◆ Text block

Hi Folks, We had our first frost this past Saturday night. As warm as it has been, I was hoping we would
get a couple more weeks from the warm weather crops. The old saying “you can’t always get what
you want” is especially true in farming. I was, as frequently happens, taken by surprise by it, as it
wasn’t forecast until Saturday. I might have tried to cover a few crops, but by the time I learned of its
imminence, the workers had already gone home. Gone are the beans and the basil, the peppers and
eggplant, and the zucchini. The cold also blackened the leaves of the sweet potatoes, but that’s good
news, because now we have begun to dig them, and hopefully, soon so will you! So far the harvest looks
great, with good size and quality and overall yield. I pulled a few out of the ground last night and baked
them for dinner; they were quite yummy.

We are still waiting for the next round of broccoli to head up, which should happen in the next week
or two. In the meantime, we have some Napa or Chinese cabbage and some Bok choi to offer in this
week’s share. Some groups will get the cabbage this week and others the Bok choi, next week the
contrary. Both white and yellow cauliflowers are beginning to head as well, so look for these in the
share’s soon. We will give the spinach a rest this week and allow it to get a little bigger, ditto for the
chard and the kale. We had been thinning out the rows of spinach as we harvest; pulling the largest
plants and leaving the smaller ones with more space to grow. I planted the spinach at the back of one of
my fields, because in my experience it was not eaten by ground hogs or deer. Unfortunately, with fewer
of their favorites available to them, the deer seem to have acquired a taste for it. They did a fair amount
of damage before we were able to get it fenced in. We have now had to put a fence around a second
planting, which I thought was still too small for them to bother with; wrong again!

◆ Given data
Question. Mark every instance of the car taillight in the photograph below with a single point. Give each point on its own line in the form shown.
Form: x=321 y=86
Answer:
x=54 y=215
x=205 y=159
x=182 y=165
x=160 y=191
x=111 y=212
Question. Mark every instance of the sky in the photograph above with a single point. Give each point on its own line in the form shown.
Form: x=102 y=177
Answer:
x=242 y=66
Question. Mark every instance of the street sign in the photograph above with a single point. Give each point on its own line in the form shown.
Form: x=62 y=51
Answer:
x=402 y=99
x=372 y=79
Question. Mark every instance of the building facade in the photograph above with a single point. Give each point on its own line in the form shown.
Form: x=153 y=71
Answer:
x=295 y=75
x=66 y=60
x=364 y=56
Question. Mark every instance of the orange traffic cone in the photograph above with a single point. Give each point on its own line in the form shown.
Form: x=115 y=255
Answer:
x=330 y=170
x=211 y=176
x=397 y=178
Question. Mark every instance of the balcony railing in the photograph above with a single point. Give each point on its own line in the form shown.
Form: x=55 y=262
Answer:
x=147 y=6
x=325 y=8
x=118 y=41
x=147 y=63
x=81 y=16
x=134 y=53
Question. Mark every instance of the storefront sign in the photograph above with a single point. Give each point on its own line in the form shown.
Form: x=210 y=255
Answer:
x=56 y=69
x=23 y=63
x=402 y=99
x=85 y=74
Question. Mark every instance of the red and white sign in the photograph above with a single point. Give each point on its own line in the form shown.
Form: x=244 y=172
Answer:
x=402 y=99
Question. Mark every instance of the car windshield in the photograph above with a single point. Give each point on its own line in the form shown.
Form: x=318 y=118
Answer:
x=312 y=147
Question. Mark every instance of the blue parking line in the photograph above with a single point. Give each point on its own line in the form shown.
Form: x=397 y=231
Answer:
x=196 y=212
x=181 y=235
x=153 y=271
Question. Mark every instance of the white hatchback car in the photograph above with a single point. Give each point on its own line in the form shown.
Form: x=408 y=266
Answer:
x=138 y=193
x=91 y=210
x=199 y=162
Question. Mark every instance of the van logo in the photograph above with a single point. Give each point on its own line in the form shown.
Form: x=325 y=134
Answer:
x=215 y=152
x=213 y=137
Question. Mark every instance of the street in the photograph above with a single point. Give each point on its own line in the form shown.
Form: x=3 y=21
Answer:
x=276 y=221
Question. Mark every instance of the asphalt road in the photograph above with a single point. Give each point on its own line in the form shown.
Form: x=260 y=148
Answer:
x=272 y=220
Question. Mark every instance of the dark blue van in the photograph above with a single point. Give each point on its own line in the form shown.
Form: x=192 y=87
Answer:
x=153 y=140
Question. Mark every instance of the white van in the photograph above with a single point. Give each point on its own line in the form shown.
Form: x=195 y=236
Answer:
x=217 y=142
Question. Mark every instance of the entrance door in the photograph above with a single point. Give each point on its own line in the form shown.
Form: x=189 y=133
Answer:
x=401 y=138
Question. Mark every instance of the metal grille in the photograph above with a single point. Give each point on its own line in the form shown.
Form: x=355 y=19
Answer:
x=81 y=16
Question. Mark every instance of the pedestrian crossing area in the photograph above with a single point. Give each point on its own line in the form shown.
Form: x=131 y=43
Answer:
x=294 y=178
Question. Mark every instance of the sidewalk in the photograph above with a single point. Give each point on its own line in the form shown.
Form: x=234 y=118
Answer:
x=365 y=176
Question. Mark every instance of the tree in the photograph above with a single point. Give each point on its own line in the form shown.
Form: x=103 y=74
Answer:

◆ Tasks for this exercise
• a. Translate this sentence from the farm newsletter into Spanish: "So far the harvest looks great, with good size and quality and overall yield."
• b. Write the next part of the farm newsletter, picking up after its final sentence, "We have now had to put a fence around a second planting, which I thought was still too small for them to bother with; wrong again!"

◆ Responses for each task
• a. Hasta ahora la cosecha se ve excelente, con buen tamaño, buena calidad y buen rendimiento general.

• b.
The lettuce for this week will be an old variety called Forellensclus, which means something like
trout back in German. It is a romaine type with red speckling, hence the name. I mention it mostly
because to the un-initiated it can appear to be going bad, but it is a very nice lettuce with a dense head,
full of many tender leaves. The squash of the week will be spaghetti. I was planning on sending acorn,
but it appears that the spaghetti squash is not keeping very well. This is not typical for winter squash as
most keep for months. I recommend that you use it promptly, or at least keep an eye on it, so that it
doesn’t spoil before you get to it. We also have a choice of edamame soybeans or flageolet beans in this
week’s share. The latter are the traditional ingredient in the French dish casoulet. They are shell beans
and can be used in any dish calling for lima beans or added to soups. They look just like green beans, but
you will be very disappointed if you try to prepare them as such.

Don’t forget about the Farm visit, this Sunday at Circle Brook Farm 141 Brighton Rd., Andover, NJ, 07821
11 AM to 4PM This will be a simple event, an opportunity for those who have wanted to visit the farm
and haven’t had the chance, to see how their food grows. The weather forecast looks good!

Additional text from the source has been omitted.